1. 程式人生 > 其它 >多執行緒入門之矩陣乘法

多執行緒入門之矩陣乘法

  • 問題:矩陣相乘一系列優化。下面我們以c[2000][2000] = a[2000][2000] * b[2000][2000] 為例來進行優化。

  • 環境:CPU intel 9600k 6核心6執行緒 3.7GHz

多執行緒

To optimize the performance of this program, we have to use the advantage of multi-cores. We will create a thread for each row in a matrix that does the multiplication in parellel and reduce the processing time.

Let us create a Thread class that implements Runnable Interface.

RowMultiplyWorker.class :

public class RowMultiplyWorker implements Runnable /* extends Thread */ {
    public RowMultiplyWorker(int[][] result, int[][] matrix1, int[][] matrix2, int row) {
        this.result = result;
        this.matrix1 = matrix1;
        this.matrix2 = matrix2;
        this.row = row;
    }

    @Override
    public void run() {
        for (int i = 0; i < matrix2[0].length; i++) {
            result[row][i] = 0;
            for (int j = 0; j < matrix1[row].length; j++) {
                result[row][i] += matrix1[row][j] * matrix2[j][i];
            }
        }
    }

    private int[][] matrix1;
    private int[][] matrix2;
    private final int[][] result;
    private final int row;
}

Next, create a class to create 10 threads at a time because if we create 2000 threads for 2000 x 2000 matrix then the application gets to hang up. So we will be using the 10 threads as a group and let them complete then again initiate the next 10 threads untill complete each row multiplication.

[點標註範例]
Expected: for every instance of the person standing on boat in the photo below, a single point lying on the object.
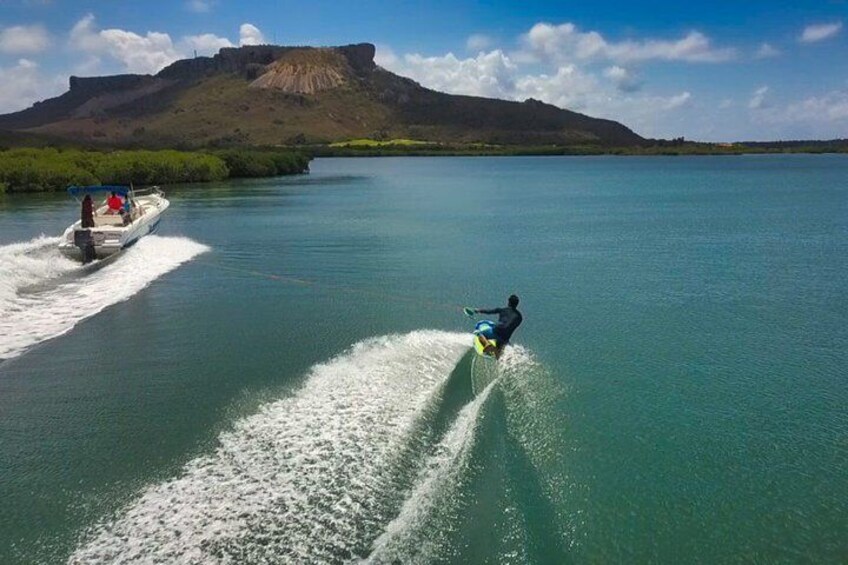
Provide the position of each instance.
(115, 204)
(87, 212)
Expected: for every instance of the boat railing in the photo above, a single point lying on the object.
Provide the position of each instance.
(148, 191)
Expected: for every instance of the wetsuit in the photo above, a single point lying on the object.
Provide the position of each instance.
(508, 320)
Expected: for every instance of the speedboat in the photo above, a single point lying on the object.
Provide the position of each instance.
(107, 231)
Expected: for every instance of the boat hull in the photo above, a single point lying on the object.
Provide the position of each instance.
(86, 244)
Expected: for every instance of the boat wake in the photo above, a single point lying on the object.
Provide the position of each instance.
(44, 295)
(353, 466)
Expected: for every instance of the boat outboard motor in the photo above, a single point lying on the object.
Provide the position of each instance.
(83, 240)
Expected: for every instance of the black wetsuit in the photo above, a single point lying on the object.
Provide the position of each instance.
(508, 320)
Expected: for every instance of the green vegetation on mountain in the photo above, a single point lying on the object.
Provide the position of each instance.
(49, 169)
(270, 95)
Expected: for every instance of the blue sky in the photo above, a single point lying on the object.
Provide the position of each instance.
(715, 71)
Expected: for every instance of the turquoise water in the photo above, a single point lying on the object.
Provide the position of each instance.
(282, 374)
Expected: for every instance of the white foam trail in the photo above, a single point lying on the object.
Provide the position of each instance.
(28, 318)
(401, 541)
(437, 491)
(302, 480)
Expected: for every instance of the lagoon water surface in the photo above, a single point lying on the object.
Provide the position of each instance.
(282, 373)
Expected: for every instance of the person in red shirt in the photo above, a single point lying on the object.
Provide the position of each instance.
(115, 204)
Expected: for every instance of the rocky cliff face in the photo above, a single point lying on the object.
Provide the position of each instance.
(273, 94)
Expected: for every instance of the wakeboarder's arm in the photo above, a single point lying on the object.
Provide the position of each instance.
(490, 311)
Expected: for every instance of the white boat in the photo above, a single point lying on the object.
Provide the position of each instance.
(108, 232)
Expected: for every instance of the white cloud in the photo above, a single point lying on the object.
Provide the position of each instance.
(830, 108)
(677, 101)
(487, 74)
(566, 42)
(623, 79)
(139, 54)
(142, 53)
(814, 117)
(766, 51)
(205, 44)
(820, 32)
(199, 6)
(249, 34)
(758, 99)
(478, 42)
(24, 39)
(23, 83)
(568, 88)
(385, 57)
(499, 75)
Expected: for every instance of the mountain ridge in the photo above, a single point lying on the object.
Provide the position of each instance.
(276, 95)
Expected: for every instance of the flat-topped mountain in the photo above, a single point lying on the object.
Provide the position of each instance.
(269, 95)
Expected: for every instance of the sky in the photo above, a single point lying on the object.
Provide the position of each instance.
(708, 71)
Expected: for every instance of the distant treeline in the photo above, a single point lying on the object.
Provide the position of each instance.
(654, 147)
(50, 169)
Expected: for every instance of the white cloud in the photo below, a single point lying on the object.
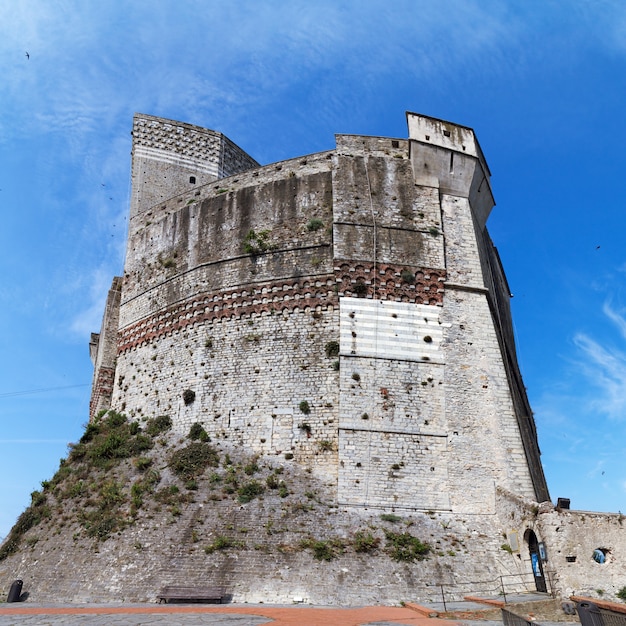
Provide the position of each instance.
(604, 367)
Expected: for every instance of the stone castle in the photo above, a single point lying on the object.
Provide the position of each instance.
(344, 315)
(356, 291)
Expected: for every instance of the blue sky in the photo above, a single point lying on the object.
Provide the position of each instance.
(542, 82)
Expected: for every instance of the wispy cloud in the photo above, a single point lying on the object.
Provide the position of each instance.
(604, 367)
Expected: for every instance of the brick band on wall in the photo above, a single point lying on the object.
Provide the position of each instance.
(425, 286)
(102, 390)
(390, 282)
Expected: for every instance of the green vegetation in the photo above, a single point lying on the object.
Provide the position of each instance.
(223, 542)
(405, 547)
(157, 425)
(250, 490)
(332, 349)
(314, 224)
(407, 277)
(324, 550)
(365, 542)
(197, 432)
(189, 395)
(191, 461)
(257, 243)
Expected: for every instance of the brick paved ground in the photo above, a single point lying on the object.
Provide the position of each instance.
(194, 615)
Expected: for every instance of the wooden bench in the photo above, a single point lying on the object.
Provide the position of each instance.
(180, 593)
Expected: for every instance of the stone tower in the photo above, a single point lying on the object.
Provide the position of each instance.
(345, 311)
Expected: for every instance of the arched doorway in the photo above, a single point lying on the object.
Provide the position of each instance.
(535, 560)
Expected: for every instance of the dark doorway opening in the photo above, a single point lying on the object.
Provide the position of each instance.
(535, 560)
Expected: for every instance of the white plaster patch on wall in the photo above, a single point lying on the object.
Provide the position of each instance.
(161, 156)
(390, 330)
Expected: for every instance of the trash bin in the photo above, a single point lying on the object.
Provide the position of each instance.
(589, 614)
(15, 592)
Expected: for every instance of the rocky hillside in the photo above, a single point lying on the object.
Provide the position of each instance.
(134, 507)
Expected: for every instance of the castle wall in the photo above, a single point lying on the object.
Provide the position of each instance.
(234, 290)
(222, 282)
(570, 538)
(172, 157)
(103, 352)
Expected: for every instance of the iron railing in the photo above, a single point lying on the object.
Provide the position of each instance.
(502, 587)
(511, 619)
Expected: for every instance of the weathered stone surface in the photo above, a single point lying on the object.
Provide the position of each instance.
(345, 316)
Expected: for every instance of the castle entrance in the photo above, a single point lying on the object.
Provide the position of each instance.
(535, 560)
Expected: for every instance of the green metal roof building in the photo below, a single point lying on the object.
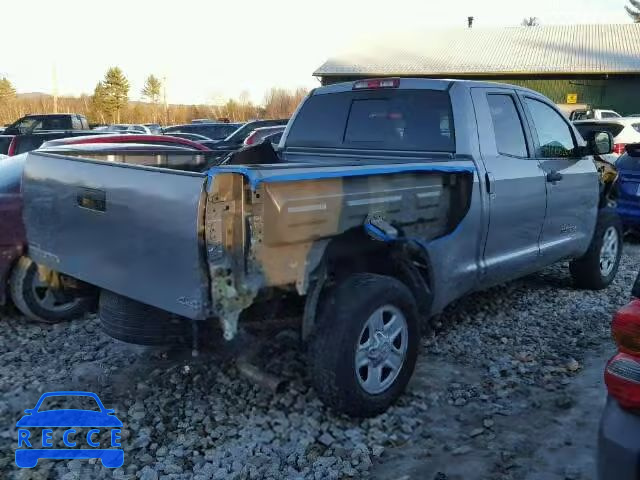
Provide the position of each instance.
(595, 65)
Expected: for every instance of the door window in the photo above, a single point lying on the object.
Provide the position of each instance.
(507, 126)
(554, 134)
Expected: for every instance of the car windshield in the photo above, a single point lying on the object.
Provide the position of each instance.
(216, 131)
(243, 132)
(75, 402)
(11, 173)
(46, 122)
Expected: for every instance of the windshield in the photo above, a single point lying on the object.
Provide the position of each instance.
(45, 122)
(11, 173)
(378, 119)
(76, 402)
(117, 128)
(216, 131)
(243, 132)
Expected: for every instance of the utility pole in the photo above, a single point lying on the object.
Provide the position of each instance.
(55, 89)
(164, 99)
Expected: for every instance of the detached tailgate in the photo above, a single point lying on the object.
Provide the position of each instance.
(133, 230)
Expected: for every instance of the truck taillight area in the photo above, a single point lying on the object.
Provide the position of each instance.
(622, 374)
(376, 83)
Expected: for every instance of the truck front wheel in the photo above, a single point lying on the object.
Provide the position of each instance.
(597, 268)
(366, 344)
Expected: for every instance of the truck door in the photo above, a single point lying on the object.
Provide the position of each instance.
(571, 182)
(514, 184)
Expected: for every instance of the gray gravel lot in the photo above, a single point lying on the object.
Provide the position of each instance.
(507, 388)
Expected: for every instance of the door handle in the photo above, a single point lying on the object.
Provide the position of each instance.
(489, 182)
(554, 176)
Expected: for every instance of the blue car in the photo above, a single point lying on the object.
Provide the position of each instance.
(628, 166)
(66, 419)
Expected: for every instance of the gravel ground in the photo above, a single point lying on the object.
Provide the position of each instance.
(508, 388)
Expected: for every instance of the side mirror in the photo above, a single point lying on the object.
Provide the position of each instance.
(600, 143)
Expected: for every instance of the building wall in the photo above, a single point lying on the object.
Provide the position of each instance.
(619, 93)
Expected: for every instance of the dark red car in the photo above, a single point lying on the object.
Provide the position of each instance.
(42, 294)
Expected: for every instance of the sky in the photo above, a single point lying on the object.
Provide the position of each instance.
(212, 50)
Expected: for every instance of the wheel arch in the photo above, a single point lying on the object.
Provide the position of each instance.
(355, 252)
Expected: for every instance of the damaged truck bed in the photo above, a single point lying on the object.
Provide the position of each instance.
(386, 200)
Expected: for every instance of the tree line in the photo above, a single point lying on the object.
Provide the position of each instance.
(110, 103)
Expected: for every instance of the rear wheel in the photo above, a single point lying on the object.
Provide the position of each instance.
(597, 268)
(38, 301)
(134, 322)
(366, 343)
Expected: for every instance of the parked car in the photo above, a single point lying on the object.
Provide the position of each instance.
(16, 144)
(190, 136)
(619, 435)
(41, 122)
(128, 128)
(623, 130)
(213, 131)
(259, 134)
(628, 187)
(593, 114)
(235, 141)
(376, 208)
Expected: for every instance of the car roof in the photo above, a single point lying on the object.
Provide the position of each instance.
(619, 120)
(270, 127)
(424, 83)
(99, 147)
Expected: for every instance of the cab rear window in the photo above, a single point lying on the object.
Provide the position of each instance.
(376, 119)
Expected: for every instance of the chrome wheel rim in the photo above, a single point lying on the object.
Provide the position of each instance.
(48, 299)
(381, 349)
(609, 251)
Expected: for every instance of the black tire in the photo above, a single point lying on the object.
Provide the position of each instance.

練習要求
1. 根據多執行緒矩陣乘法的文章,為什麼每次只建立10個執行緒?
2. 請從多執行緒矩陣乘法的文章最後一句之後繼續往下寫。

參考答案
1. 因為若為2000 x 2000的矩陣建立2000個執行緒,應用程式會卡住。

2.
ParallelThreadCreator

:

import java.util.List;
import java.util.ArrayList;

public class ParallelThreadCreator {

    // creating 10 threads and waiting for them to complete then again repeat steps.
    public static void multiply(int[][] matrix1, int[][] matrix2, int[][] result) {
        List<Thread> threads = new ArrayList<>();
        int rows1 = matrix1.length;
        for (int i = 0; i < rows1; i++) {
            // 方式一:直接建立執行緒(RowMultiplyWorker implements Runnable)
            RowMultiplyWorker task = new RowMultiplyWorker(result, matrix1, matrix2, i);
            Thread thread = new Thread(task);
            thread.start();
            threads.add(thread);

//            // 方式二:以子類的方式建立執行緒(RowMultiplyWorker extends Thread)
//            Thread thread = new RowMultiplyWorker(result, matrix1, matrix2, i);
//            thread.start();
//            threads.add(thread);

            if (threads.size() % 10 == 0) {
                waitForThreads(threads);
            }
        }
    }

    private static void waitForThreads(List<Thread> threads) {
        for (Thread thread : threads) {
            try {
                thread.join();
            } catch (InterruptedException e) {
                e.printStackTrace();
            }
        }
        threads.clear();
    }
}

Let us create the main class to test the time taking using this approach.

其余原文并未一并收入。